■ Task description
Extract every line of the data below that contains the word "headland", and copy each of those lines in full.

■ Data shown
┄┄┄┄┄┄

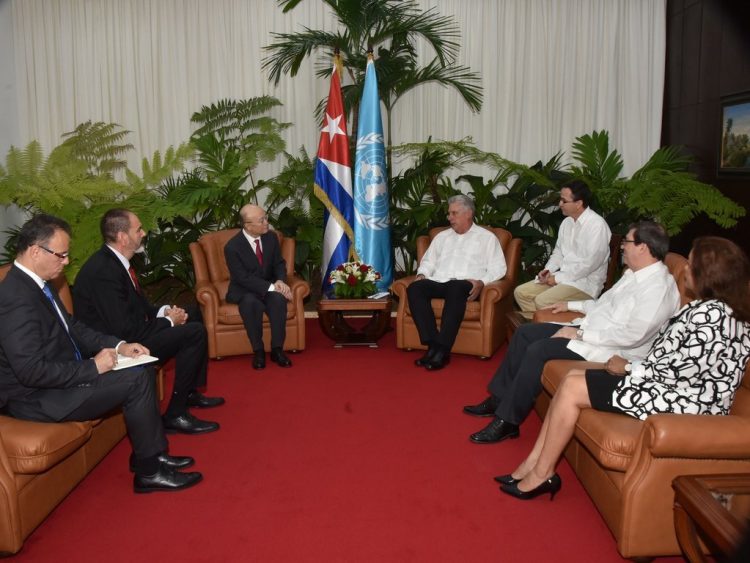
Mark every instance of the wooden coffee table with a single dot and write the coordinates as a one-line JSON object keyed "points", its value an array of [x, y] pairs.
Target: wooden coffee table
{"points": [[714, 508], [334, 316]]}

┄┄┄┄┄┄

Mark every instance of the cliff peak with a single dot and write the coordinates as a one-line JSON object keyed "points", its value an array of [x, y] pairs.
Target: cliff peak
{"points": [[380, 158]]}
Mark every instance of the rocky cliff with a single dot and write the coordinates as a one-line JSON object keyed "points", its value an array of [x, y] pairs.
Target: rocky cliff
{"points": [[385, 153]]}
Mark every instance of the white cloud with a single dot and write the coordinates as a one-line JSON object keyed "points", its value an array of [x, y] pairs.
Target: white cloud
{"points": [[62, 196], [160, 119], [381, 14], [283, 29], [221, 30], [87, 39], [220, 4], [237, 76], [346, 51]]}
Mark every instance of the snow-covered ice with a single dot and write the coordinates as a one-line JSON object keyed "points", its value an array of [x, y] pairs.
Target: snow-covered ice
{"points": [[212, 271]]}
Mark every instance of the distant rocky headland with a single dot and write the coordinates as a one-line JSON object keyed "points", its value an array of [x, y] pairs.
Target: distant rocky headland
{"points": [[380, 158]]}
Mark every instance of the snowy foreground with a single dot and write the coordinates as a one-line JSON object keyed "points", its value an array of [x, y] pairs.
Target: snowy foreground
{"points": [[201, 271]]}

┄┄┄┄┄┄

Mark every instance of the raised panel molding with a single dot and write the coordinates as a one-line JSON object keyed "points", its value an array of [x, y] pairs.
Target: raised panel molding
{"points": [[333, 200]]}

┄┄┄┄┄┄

■ Written answer
Mark every instance of the distant rocky headland with a single dot and write the coordinates as a one-line JSON object keyed "points", its value an array of [x, y] pairs.
Target: distant rocky headland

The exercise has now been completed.